(Collected data)

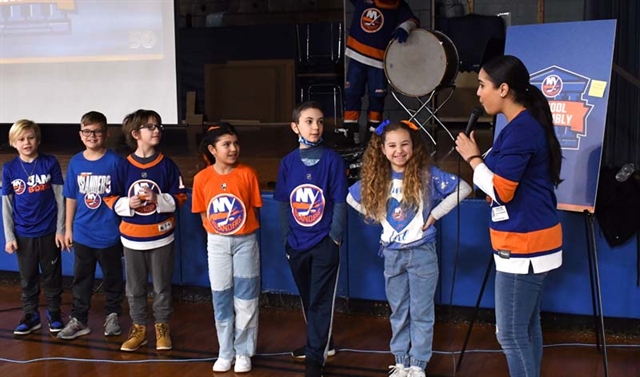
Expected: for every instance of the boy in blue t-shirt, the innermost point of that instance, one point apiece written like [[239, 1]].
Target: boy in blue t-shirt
[[33, 220], [92, 228], [312, 190]]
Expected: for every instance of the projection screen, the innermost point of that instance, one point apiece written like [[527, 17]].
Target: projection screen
[[62, 58]]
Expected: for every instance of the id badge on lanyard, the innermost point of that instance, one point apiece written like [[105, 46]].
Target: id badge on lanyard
[[499, 213]]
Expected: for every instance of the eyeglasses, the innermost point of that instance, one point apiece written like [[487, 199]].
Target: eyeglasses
[[87, 133], [152, 127]]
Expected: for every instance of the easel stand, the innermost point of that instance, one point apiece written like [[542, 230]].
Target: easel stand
[[596, 296]]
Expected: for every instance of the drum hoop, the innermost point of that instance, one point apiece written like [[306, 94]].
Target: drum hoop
[[434, 32]]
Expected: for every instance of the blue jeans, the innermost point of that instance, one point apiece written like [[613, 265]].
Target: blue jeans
[[234, 274], [411, 277], [518, 327], [360, 77]]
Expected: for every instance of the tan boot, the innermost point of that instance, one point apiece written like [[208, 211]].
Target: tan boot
[[137, 338], [163, 336]]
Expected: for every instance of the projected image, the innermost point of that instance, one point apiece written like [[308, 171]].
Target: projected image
[[80, 30]]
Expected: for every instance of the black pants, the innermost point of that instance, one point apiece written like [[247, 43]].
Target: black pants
[[315, 272], [84, 271], [35, 255]]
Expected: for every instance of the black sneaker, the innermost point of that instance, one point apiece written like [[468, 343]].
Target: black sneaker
[[300, 353], [312, 369], [29, 323], [55, 322]]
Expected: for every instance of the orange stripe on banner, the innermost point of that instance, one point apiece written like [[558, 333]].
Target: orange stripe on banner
[[575, 207], [365, 50], [147, 230], [504, 188], [525, 243], [350, 115]]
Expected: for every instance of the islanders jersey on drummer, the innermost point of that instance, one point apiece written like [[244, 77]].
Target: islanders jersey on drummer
[[88, 183], [228, 201], [372, 27], [311, 192], [150, 226], [402, 227], [28, 189]]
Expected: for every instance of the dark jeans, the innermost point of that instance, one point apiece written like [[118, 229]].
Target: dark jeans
[[315, 272], [84, 271], [35, 255], [518, 298]]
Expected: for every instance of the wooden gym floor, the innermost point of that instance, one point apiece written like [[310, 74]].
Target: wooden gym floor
[[361, 341]]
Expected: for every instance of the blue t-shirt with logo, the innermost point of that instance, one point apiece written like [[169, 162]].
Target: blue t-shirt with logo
[[88, 182], [34, 204], [311, 192]]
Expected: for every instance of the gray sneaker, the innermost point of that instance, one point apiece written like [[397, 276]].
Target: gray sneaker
[[111, 325], [73, 329]]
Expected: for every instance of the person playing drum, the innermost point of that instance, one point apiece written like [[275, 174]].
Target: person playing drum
[[374, 24]]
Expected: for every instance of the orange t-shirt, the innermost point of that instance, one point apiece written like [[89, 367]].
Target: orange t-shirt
[[229, 201]]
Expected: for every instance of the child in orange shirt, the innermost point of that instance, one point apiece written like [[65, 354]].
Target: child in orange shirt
[[226, 194]]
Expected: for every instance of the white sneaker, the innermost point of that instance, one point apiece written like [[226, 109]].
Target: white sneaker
[[398, 370], [416, 372], [222, 365], [243, 364]]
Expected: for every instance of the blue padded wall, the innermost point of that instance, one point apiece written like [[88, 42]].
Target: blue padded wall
[[567, 289]]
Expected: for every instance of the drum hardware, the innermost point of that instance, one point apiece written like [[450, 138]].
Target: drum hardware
[[425, 65]]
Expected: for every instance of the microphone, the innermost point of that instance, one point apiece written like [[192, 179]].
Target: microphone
[[473, 119]]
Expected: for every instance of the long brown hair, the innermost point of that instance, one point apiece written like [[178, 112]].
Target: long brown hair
[[510, 70], [375, 175]]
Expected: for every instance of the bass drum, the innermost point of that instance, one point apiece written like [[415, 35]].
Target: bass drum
[[425, 61]]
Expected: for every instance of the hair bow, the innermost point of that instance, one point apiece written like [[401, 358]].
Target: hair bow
[[380, 128]]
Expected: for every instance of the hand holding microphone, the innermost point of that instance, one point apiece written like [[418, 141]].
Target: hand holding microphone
[[473, 119], [465, 142]]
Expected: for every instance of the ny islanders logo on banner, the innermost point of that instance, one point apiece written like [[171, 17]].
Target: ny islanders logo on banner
[[226, 214], [307, 204], [565, 91]]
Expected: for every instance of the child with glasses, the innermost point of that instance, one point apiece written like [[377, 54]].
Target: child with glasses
[[33, 220], [148, 190], [89, 180]]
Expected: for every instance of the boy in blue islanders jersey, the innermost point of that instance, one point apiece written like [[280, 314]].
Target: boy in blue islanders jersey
[[33, 220], [148, 189], [374, 24], [400, 191], [312, 188], [92, 228]]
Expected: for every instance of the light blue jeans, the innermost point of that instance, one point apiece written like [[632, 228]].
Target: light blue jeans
[[411, 277], [234, 273], [518, 327]]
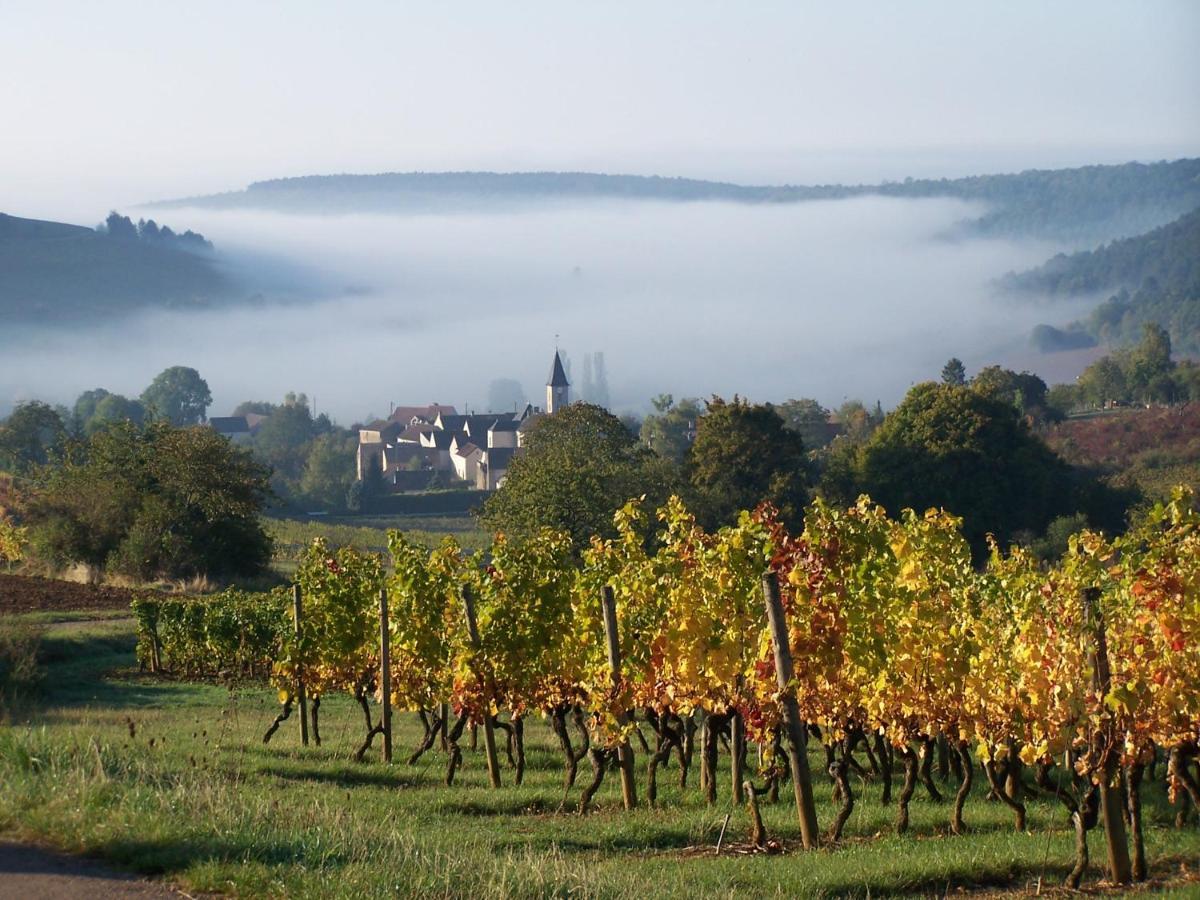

Given task » Locate every line in the collected data that contains the word "white", and copy each of those lines.

Result of this exercise »
Expected: for every instance of the white sneaker, the innermost point of that instance, one point apiece written like [[226, 109]].
Target: white sneaker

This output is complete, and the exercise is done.